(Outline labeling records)
____

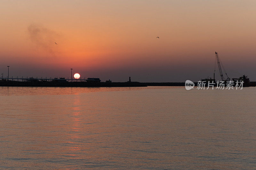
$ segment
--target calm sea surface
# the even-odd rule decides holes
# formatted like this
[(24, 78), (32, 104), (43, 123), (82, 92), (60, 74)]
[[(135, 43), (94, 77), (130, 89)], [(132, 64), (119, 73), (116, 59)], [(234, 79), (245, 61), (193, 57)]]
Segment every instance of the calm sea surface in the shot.
[(255, 94), (0, 87), (0, 169), (256, 169)]

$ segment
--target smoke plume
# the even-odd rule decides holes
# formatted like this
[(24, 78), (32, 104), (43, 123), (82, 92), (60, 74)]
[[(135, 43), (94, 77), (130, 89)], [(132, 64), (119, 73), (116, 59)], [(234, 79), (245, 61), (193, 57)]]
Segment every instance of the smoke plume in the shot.
[[(28, 27), (30, 39), (34, 44), (43, 50), (55, 56), (58, 34), (54, 31), (41, 26), (31, 24)], [(56, 42), (57, 41), (57, 42)]]

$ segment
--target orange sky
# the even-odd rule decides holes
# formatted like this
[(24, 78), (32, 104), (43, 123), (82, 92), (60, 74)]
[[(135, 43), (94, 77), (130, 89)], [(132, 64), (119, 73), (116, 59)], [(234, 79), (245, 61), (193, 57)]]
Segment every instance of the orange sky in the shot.
[(0, 3), (4, 76), (10, 65), (15, 77), (70, 77), (72, 68), (103, 81), (197, 81), (212, 76), (217, 51), (228, 75), (256, 79), (255, 1)]

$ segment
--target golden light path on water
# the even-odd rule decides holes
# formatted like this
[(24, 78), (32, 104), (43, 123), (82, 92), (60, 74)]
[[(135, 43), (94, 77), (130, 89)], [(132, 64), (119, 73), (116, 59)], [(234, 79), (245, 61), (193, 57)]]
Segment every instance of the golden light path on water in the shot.
[(0, 90), (0, 169), (255, 169), (255, 87)]

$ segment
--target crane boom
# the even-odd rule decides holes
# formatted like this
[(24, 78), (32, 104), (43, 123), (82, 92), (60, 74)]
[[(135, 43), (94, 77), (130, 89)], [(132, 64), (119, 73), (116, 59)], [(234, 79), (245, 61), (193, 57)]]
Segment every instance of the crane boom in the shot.
[[(224, 80), (224, 77), (223, 76), (223, 73), (222, 72), (222, 70), (221, 69), (221, 66), (220, 64), (220, 59), (219, 58), (219, 55), (218, 55), (218, 53), (216, 51), (215, 52), (215, 55), (216, 57), (216, 60), (217, 61), (217, 63), (218, 64), (218, 67), (219, 68), (219, 70), (220, 71), (220, 77), (221, 78), (221, 80), (223, 81)], [(224, 71), (225, 71), (225, 69)], [(227, 77), (228, 77), (228, 78), (226, 80), (227, 80), (229, 79), (229, 78), (228, 77), (228, 75), (227, 74), (227, 73), (225, 73), (225, 74), (226, 74), (227, 75)]]
[(216, 56), (216, 60), (217, 60), (217, 63), (218, 64), (218, 67), (219, 67), (219, 70), (220, 71), (220, 78), (221, 78), (222, 81), (224, 81), (224, 78), (223, 77), (223, 73), (222, 73), (221, 67), (220, 66), (220, 59), (219, 59), (218, 53), (216, 51), (215, 52), (215, 56)]

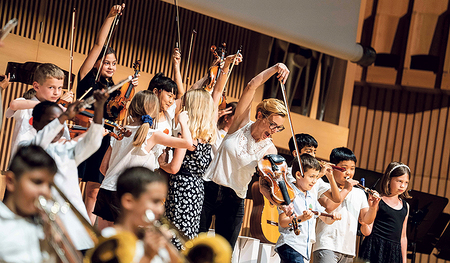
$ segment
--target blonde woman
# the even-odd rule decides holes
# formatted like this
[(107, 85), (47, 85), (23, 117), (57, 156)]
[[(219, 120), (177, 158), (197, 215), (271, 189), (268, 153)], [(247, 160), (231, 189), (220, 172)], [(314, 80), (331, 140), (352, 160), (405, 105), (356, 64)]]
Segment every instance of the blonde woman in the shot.
[[(199, 233), (200, 213), (203, 205), (203, 175), (211, 162), (211, 144), (217, 139), (217, 107), (211, 95), (203, 90), (186, 93), (185, 109), (189, 116), (189, 130), (193, 145), (176, 149), (172, 162), (163, 162), (161, 169), (168, 172), (169, 193), (166, 216), (189, 239)], [(174, 240), (178, 249), (181, 244)]]
[[(224, 70), (226, 72), (226, 70)], [(284, 129), (287, 115), (283, 102), (266, 99), (258, 104), (256, 121), (250, 120), (250, 109), (256, 89), (278, 74), (283, 83), (289, 75), (287, 67), (278, 63), (255, 76), (245, 88), (217, 155), (205, 173), (205, 200), (200, 232), (207, 232), (212, 215), (216, 215), (215, 232), (234, 247), (242, 219), (244, 199), (257, 162), (267, 154), (276, 154), (271, 135)]]
[(102, 162), (102, 170), (106, 171), (105, 179), (100, 186), (94, 209), (94, 214), (99, 216), (100, 229), (111, 226), (119, 216), (120, 205), (116, 198), (116, 185), (117, 178), (123, 170), (142, 166), (154, 171), (159, 168), (157, 158), (165, 146), (187, 148), (192, 145), (186, 112), (178, 116), (181, 138), (154, 129), (156, 120), (153, 118), (158, 116), (158, 112), (158, 97), (148, 90), (139, 91), (131, 100), (128, 108), (131, 122), (125, 126), (132, 135), (120, 141), (111, 138), (111, 146)]

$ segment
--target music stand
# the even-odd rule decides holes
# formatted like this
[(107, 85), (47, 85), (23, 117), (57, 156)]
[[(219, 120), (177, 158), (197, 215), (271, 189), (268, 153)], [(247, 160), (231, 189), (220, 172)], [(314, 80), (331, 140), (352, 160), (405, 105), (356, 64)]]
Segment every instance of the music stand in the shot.
[(427, 238), (427, 233), (448, 203), (445, 197), (410, 190), (408, 219), (408, 250), (411, 251), (412, 263), (416, 261), (417, 243)]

____

#### [WORK TO BE COMPLETED]
Copy out the items above word for word, without the pictures.

#### [WRITTEN ANSWER]
$ segment
--target calm sea surface
# the even-odd rule decides holes
# formatted like this
[(24, 78), (32, 104), (43, 123), (82, 92), (60, 74)]
[[(135, 43), (94, 77), (130, 89)], [(132, 64), (119, 73), (116, 59)], [(234, 79), (245, 61), (193, 57)]]
Segment every instance of the calm sea surface in the shot.
[(255, 94), (0, 87), (0, 169), (256, 169)]

$ segment
--target smoke plume
# the even-odd rule decides holes
# formatted like this
[(24, 78), (32, 104), (43, 123), (82, 92), (60, 74)]
[[(135, 43), (94, 77), (130, 89)], [(132, 64), (119, 73), (116, 59)], [(234, 79), (245, 61), (193, 57)]]
Segment every instance of the smoke plume in the shot.
[[(28, 27), (30, 39), (34, 44), (43, 50), (55, 56), (58, 34), (54, 31), (41, 26), (31, 24)], [(56, 42), (57, 41), (57, 42)]]

$ segment
--target orange sky
# the even-odd rule decides holes
# formatted like this
[(24, 78), (32, 104), (43, 123), (82, 92), (60, 74)]
[[(135, 43), (94, 77), (130, 89)], [(132, 64), (119, 73), (116, 59)], [(234, 79), (245, 61), (193, 57)]]
Segment every instance of the orange sky in the shot.
[(0, 3), (4, 76), (10, 65), (15, 77), (70, 77), (72, 68), (103, 81), (197, 81), (212, 76), (217, 51), (228, 75), (256, 79), (255, 1)]

$ segment
--target golden light path on water
# the even-odd rule decides holes
# formatted like this
[(24, 78), (32, 104), (43, 123), (82, 92), (60, 74)]
[[(135, 43), (94, 77), (130, 89)], [(132, 64), (119, 73), (116, 59)], [(234, 79), (245, 61), (193, 57)]]
Segment every instance of the golden light path on water in the shot.
[(0, 90), (0, 169), (255, 169), (255, 87)]

$ segment
--target crane boom
# the even-odd rule decides holes
# formatted like this
[(24, 78), (32, 104), (43, 123), (82, 92), (60, 74)]
[[(135, 43), (94, 77), (130, 89)], [(132, 64), (119, 73), (116, 59)], [(234, 79), (245, 61), (193, 57)]]
Segment every instance of the crane boom in the shot.
[[(224, 80), (224, 77), (223, 76), (223, 73), (222, 72), (222, 70), (221, 69), (221, 66), (220, 64), (220, 59), (219, 58), (219, 55), (218, 55), (218, 53), (216, 51), (215, 52), (215, 55), (216, 57), (216, 60), (217, 61), (217, 63), (218, 64), (218, 67), (219, 68), (219, 70), (220, 71), (220, 77), (221, 78), (221, 80), (223, 81)], [(224, 71), (225, 71), (225, 69)], [(227, 77), (228, 77), (228, 78), (226, 80), (227, 80), (229, 79), (229, 78), (228, 77), (228, 75), (227, 74), (227, 73), (225, 73), (225, 74), (226, 74), (227, 75)]]
[(216, 56), (216, 60), (217, 60), (217, 63), (218, 64), (218, 67), (219, 67), (219, 70), (220, 71), (220, 78), (221, 78), (222, 81), (224, 81), (224, 78), (223, 77), (223, 73), (222, 73), (221, 67), (220, 66), (220, 59), (219, 59), (218, 53), (216, 51), (215, 52), (215, 56)]

$ segment
--target blonde woman
# the even-odd rule decides holes
# formatted like this
[(107, 85), (47, 85), (23, 117), (57, 156)]
[[(219, 120), (177, 158), (197, 215), (271, 189), (268, 153)], [(247, 160), (231, 189), (220, 172)], [(314, 80), (331, 140), (352, 160), (405, 105), (356, 64)]]
Segment every instance of the blonde woman in the shot.
[[(199, 233), (200, 213), (203, 205), (203, 175), (211, 162), (211, 144), (217, 139), (217, 107), (211, 95), (203, 90), (186, 93), (185, 109), (189, 116), (189, 130), (193, 145), (176, 149), (172, 162), (163, 162), (161, 169), (168, 172), (169, 193), (166, 216), (189, 239)], [(174, 240), (178, 249), (181, 244)]]
[[(224, 70), (226, 72), (226, 70)], [(284, 129), (287, 115), (283, 102), (266, 99), (258, 104), (256, 121), (250, 120), (250, 109), (256, 89), (278, 74), (283, 83), (289, 75), (287, 67), (278, 63), (255, 76), (245, 88), (217, 155), (205, 173), (205, 200), (200, 232), (207, 232), (212, 215), (216, 215), (215, 232), (234, 247), (242, 219), (244, 199), (257, 162), (267, 154), (276, 154), (271, 135)]]
[(102, 162), (102, 170), (106, 171), (105, 179), (100, 186), (94, 209), (94, 214), (99, 216), (100, 229), (111, 226), (119, 216), (120, 205), (116, 198), (116, 185), (117, 178), (123, 170), (142, 166), (154, 171), (159, 168), (157, 158), (165, 146), (187, 148), (192, 145), (186, 112), (178, 116), (181, 138), (154, 129), (156, 120), (153, 118), (158, 116), (158, 112), (158, 97), (148, 90), (139, 91), (131, 100), (128, 108), (131, 122), (125, 126), (132, 135), (120, 141), (111, 138), (111, 146)]

$ segment
--target music stand
# the even-odd rule decides holes
# formatted like this
[(107, 85), (47, 85), (23, 117), (57, 156)]
[[(219, 120), (177, 158), (197, 215), (271, 189), (268, 153)], [(247, 160), (231, 189), (220, 172)], [(314, 80), (331, 140), (352, 160), (405, 105), (356, 64)]]
Segment every instance of the music stand in the shot.
[(427, 238), (427, 233), (448, 203), (445, 197), (410, 190), (408, 219), (408, 250), (411, 251), (412, 263), (416, 261), (417, 243)]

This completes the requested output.